PROVIDED PASSAGE
/---

Tynagh/Abbey-Duniry 1-14

Gort 2-8

STEPHEN GLENNON

AT KENNY PARK

UNBELIEVABLE as it may seem, but title challengers Gort are out of the Galway senior hurling championship after they were defeated by 2009 intermediate champions, Tynagh/Abbey-Duniry in this hugely entertaining final round robin tie at Kenny Park, Athenry on Saturday evening.

Gort, who won back-to-back U-21 ‘A’ titles earlier this year, were believed by many to present the greatest threat to kingpins Portumna, but an energetic and hungrier Tynagh/Abbey-Duniry outfit certainly made little of those assertions with a gusty championship display.

This was no more evident than in the closing five minutes. With the sides level, Tynagh 1-11 v Gort 2-8, and the game there to be won, it was the underdogs who showed the greater nerve as man of the match Padraig Brehony, Ronan Madden (free) and Brian Cunningham (free) all found the target to secure a magnificent against the odds victory.Indeed, credit to Tynagh/Abbey-Duniry.

\---

RAW RECORDS
/---

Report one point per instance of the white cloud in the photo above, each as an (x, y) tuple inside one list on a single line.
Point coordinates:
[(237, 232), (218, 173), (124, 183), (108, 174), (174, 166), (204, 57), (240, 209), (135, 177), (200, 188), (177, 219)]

\---
/---

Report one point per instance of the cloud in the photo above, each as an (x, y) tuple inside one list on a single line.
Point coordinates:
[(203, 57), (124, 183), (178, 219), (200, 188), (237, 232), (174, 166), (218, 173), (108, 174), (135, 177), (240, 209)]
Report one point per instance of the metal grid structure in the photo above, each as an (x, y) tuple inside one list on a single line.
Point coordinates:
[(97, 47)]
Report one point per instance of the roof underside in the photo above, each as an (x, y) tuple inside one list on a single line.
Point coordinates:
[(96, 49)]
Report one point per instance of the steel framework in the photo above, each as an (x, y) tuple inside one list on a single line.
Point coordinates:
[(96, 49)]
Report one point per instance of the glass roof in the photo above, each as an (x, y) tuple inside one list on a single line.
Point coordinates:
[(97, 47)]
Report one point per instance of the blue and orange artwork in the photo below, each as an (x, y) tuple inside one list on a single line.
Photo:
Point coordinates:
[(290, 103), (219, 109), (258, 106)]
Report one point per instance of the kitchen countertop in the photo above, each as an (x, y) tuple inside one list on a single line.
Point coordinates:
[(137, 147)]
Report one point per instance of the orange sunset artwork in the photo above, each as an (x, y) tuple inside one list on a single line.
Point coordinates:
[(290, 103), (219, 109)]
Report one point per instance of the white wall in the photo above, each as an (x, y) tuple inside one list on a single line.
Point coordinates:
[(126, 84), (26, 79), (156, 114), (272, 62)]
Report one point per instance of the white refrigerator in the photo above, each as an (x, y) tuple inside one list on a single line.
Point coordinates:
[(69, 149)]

\---

STATED TASK
Turn the paragraph of the hurling match report that begins "UNBELIEVABLE as it may seem" into a short bulleted list that keeps its main facts.

EXPECTED ANSWER
- Gort, title challengers, are out of the Galway senior hurling championship.
- They lost to Tynagh/Abbey-Duniry, the 2009 intermediate champions.
- The game was a very entertaining final round robin tie.
- It was played at Kenny Park, Athenry, on Saturday evening.